Lo sguardo di Proust


Quel mattino, trascurando ogni mio umano dovere, erravo per le strade di Roma.

E cammina di qui, divaga di là, mi ritrovai alfine alla libreria di Largo Argentina, rifugio ideale per chi non c’ha voglia di far niente quel giorno lì. C’è pure un caffè.

Ha una bella luce.

Dopo essermi bevuta un cappuccino gigante

e aver guardato dall’alto libri importanti

ma anche altri di cui non mi importava niente

sentii che ancor non mi aggradava di tornare a casa. Perchè non approfondire piuttosto un nuovo sapere? Alla ricerca del nuovo sapere, scesi al reparto delle scienze umane, ove mi imbattei nei volumi della morfopsicologia. La morfopsicologia è lo studio della faccia che c’hai, o per meglio dire la scienza che ci studia i visi e studiandoceli dice chi siamo. Mi parve una sapere alquanto interessante.

Tanto che subito mi dissi: ma come vissi fin qui senza il sapere della morfopsicologia?

[Dati di puntamento su regioni]
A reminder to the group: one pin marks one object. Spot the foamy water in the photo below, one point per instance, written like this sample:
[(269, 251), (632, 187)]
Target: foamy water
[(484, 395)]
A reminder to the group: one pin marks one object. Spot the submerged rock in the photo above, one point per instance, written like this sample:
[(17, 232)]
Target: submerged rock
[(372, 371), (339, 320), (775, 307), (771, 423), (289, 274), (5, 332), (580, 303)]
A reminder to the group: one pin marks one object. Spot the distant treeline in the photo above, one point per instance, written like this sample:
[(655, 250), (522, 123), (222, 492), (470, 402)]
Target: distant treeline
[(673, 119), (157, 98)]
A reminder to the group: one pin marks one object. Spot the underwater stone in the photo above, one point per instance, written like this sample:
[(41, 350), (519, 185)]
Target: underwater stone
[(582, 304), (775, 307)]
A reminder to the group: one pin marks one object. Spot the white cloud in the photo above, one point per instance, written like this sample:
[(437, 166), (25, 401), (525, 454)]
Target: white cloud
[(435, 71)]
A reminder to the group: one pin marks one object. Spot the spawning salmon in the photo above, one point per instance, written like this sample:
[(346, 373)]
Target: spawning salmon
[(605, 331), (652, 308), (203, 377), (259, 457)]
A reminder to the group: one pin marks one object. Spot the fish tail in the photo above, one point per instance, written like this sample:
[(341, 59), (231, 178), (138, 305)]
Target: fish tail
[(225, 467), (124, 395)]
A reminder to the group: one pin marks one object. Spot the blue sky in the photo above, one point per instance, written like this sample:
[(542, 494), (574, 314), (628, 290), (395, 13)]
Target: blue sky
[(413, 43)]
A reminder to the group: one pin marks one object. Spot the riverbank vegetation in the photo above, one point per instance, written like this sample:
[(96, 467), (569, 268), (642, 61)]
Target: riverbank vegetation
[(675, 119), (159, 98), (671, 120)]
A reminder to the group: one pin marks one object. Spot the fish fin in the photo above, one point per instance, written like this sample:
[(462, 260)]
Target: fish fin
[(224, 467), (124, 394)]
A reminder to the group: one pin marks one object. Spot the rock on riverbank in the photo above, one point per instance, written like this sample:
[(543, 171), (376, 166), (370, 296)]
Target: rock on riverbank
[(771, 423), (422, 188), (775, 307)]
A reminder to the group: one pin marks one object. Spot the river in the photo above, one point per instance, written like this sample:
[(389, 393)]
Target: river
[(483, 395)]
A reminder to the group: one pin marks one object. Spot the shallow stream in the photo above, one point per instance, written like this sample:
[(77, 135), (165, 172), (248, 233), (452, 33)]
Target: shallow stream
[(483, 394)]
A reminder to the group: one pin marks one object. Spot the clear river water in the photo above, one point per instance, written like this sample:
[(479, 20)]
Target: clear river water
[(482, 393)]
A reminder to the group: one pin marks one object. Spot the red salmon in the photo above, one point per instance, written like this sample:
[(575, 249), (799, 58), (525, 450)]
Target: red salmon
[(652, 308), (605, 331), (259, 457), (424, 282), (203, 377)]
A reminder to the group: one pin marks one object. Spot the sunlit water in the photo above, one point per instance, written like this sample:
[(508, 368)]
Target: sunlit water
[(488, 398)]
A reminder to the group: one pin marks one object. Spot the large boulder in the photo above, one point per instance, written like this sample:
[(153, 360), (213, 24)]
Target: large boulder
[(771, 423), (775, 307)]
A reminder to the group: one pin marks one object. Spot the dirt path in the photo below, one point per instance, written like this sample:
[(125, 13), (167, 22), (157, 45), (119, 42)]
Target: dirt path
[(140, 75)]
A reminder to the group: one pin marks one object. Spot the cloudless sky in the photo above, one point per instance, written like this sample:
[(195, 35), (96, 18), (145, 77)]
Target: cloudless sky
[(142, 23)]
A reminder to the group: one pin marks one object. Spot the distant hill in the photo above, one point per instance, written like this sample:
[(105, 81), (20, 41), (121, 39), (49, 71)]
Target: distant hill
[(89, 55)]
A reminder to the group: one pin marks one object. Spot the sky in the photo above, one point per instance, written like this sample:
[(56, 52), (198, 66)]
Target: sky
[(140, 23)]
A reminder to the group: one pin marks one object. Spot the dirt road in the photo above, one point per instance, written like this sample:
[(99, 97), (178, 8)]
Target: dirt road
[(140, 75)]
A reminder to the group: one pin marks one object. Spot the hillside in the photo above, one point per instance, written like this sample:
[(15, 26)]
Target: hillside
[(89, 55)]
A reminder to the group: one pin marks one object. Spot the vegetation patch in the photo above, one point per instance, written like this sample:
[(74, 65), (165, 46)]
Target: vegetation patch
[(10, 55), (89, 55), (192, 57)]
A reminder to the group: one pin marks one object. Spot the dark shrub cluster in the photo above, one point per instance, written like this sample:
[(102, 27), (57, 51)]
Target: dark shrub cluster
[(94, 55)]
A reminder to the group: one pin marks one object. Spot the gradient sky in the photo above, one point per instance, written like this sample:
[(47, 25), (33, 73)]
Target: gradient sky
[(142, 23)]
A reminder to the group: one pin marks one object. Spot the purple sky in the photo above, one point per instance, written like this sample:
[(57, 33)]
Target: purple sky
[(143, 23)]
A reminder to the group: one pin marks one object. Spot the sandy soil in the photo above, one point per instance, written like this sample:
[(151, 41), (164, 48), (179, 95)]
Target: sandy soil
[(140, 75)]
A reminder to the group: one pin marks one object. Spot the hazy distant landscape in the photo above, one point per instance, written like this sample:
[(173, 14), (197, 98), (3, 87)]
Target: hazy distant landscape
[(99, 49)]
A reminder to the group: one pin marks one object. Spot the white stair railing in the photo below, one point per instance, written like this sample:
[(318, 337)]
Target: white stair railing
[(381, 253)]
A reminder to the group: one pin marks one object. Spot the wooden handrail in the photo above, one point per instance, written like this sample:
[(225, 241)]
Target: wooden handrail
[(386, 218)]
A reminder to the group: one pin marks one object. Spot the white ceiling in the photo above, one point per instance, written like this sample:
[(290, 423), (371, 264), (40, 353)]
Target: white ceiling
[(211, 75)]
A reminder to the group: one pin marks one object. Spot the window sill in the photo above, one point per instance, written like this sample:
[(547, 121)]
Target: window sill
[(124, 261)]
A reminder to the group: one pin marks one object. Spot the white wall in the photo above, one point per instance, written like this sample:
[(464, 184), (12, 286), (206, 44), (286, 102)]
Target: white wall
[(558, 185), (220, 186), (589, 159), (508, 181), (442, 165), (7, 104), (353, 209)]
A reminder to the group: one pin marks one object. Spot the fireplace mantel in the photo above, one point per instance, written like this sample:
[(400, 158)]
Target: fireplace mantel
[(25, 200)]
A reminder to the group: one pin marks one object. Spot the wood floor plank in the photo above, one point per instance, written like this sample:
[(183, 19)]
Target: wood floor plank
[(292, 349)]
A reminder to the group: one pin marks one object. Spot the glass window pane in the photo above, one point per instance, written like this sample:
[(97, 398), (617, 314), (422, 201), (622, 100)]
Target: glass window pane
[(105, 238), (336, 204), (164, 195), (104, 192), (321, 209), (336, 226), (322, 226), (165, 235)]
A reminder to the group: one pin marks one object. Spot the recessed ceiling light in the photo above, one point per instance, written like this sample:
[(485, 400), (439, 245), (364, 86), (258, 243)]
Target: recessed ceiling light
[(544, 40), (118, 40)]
--
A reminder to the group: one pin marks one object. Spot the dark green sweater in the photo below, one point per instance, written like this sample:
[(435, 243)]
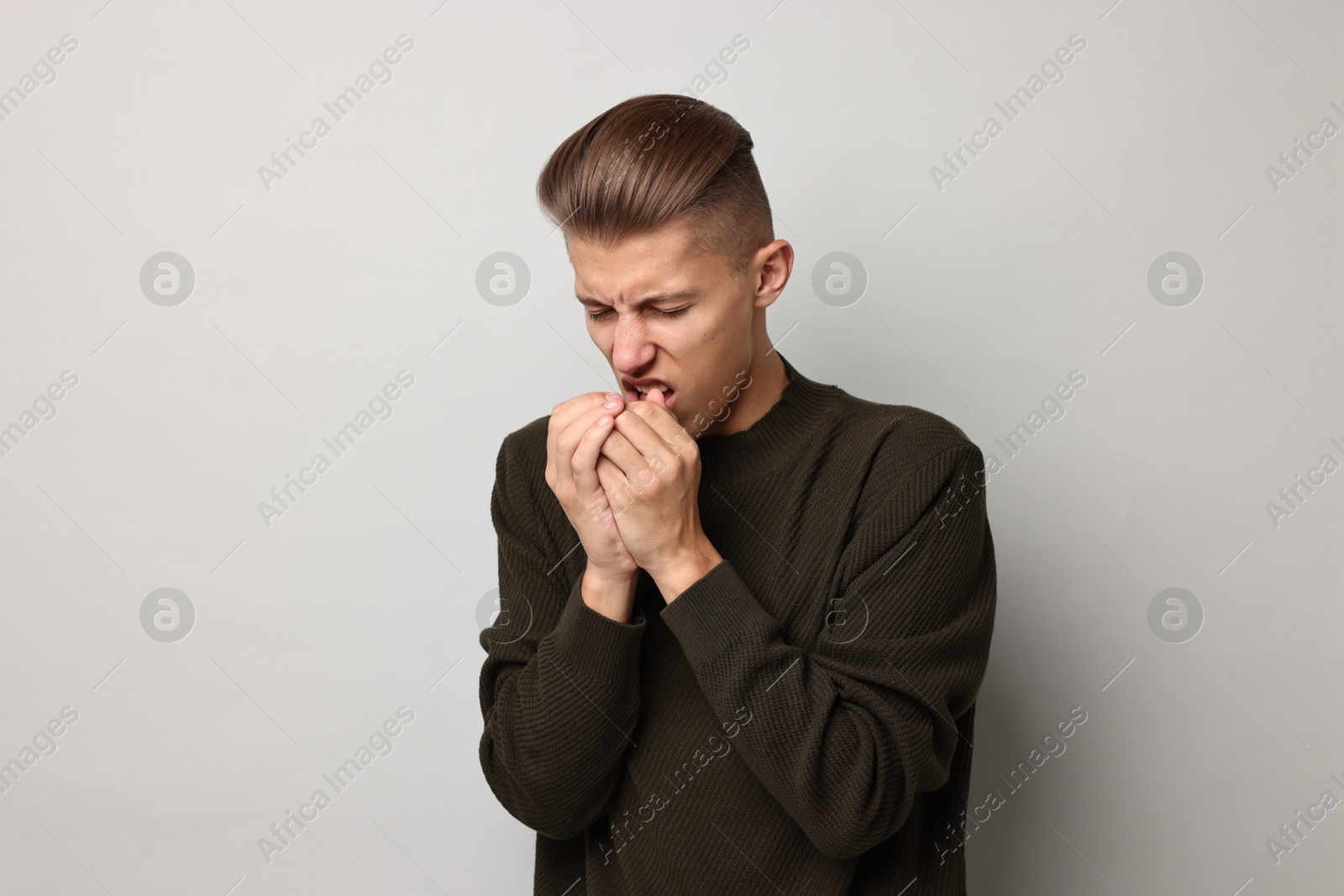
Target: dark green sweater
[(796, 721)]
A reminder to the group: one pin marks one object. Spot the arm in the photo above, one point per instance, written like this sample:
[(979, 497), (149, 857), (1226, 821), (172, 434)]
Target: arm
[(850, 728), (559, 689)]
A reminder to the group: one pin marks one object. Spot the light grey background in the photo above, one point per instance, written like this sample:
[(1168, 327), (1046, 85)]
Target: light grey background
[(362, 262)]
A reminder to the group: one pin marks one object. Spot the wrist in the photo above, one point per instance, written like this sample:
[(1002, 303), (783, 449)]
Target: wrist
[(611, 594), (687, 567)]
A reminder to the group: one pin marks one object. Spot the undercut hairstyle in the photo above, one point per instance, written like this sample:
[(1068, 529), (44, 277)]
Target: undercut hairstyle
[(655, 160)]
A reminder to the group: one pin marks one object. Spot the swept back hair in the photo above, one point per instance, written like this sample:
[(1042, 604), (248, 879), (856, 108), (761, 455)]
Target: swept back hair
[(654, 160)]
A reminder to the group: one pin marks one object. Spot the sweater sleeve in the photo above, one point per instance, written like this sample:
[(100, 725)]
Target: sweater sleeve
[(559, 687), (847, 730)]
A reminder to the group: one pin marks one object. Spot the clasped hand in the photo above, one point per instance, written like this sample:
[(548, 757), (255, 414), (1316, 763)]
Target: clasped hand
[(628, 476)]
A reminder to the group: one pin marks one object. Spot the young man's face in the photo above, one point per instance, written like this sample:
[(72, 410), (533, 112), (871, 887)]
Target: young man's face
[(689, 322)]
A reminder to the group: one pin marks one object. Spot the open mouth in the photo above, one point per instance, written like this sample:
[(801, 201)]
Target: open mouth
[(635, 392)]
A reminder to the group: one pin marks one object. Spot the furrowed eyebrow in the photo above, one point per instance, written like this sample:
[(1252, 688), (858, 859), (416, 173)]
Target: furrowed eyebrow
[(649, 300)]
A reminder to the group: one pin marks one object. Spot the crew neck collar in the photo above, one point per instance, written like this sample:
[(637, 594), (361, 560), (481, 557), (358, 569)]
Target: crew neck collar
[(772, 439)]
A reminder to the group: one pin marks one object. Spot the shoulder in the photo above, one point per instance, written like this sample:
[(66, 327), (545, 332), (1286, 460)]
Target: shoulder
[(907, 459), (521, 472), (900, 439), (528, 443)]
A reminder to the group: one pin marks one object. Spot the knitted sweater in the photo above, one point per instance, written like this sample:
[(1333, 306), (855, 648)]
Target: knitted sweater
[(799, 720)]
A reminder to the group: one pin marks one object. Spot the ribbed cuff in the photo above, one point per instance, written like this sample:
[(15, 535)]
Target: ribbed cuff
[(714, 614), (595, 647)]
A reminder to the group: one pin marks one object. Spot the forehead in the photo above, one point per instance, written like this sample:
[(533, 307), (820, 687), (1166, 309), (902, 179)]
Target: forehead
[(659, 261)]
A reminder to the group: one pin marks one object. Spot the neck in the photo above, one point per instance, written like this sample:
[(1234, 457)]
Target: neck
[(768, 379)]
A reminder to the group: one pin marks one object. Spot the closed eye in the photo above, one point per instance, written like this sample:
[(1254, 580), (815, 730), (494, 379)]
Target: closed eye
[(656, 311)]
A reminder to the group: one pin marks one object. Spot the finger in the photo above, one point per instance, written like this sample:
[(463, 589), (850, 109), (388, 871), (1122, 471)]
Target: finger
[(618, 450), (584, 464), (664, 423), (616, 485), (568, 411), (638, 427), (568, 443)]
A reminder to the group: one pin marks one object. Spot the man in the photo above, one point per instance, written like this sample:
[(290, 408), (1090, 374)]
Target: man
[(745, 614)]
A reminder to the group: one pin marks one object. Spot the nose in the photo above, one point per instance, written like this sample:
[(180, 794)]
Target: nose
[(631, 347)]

> [Consegna di lavoro 1]
Riassumi il testo estratto in due frasi.
> [Consegna di lavoro 2]
In quale reparto della libreria si trovano i volumi di morfopsicologia secondo il testo estratto?
Per rispondere basati esclusivamente sul testo.

> [Risposta all'esercizio 1]
Una mattina, trascurando i propri doveri, chi scrive vaga per Roma e finisce nella libreria di Largo Argentina, dove beve un cappuccino gigante e guarda vari libri. Non avendo ancora voglia di tornare a casa, scende al reparto delle scienze umane e scopre i volumi di morfopsicologia, la scienza che studia i visi per dire chi siamo, e la trova molto interessante.

> [Risposta all'esercizio 2]
Nel reparto delle scienze umane.